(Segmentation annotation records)
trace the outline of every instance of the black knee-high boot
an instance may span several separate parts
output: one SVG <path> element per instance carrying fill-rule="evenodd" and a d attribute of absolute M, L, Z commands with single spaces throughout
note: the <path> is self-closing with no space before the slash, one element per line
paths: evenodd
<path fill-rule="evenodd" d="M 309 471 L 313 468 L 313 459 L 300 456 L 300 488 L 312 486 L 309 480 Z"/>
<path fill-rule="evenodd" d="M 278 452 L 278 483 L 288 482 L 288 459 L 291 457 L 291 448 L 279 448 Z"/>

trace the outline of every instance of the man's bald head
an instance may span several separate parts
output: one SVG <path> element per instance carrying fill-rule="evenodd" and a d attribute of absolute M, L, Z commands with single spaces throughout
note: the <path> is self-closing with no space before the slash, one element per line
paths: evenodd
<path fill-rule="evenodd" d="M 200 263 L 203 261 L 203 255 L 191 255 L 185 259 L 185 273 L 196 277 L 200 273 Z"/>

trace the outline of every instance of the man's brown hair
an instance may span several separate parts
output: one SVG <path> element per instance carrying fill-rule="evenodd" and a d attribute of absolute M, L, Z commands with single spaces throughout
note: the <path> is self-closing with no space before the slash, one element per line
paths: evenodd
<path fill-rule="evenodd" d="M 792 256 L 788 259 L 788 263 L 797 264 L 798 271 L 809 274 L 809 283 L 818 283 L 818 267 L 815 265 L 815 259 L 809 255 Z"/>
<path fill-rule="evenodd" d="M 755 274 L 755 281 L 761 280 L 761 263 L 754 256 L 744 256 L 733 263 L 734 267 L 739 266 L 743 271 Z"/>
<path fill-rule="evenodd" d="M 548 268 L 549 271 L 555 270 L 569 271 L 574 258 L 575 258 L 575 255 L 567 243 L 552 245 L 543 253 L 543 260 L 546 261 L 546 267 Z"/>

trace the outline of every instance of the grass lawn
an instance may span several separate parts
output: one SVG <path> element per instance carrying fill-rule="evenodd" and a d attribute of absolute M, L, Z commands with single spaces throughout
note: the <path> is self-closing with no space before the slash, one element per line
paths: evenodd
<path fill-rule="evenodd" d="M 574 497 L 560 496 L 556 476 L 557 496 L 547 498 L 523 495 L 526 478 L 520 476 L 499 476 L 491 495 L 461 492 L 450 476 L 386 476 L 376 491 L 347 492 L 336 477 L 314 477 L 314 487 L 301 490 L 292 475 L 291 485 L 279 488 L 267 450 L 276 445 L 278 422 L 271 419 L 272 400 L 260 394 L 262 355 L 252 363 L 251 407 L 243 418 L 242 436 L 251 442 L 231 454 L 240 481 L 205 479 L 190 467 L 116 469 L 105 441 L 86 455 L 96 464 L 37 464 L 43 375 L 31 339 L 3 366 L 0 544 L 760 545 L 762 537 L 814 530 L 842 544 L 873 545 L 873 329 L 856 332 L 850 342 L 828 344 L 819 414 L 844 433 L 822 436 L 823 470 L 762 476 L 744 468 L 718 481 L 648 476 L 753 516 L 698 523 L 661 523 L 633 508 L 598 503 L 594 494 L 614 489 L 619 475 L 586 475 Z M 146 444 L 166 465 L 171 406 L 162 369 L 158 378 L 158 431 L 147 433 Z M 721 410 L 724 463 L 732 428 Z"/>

Exercise requirements:
Scale the material from its start through the line containing "200 263 L 203", both ends included. Copy every line, multiplying each path coordinate by 1.4 and rounding to whole numbers with halves rounded up, and leave all other text unchanged.

Problem solution:
trace the outline of every instance of the black knee-high boot
an instance may span several separate parts
output: one SVG <path> element per instance carrying fill-rule="evenodd" and a d attribute of absolute M, L, Z commands with single spaces throughout
note: the <path> is self-closing with no space before the slash, one element per line
paths: evenodd
<path fill-rule="evenodd" d="M 433 659 L 438 655 L 438 643 L 420 638 L 420 683 L 437 680 L 433 672 Z"/>
<path fill-rule="evenodd" d="M 389 633 L 389 676 L 403 675 L 403 643 L 407 640 L 407 627 L 391 627 Z"/>

trace the outline of every instance of the man's bald head
an instance may span several separate parts
output: one SVG <path> element per instance carrying fill-rule="evenodd" and a d attribute of absolute M, L, Z commands with single spaces throughout
note: the <path> is self-closing with no space before the slash, one element per line
paths: evenodd
<path fill-rule="evenodd" d="M 280 368 L 284 365 L 284 357 L 267 357 L 259 363 L 259 382 L 274 388 L 280 382 Z"/>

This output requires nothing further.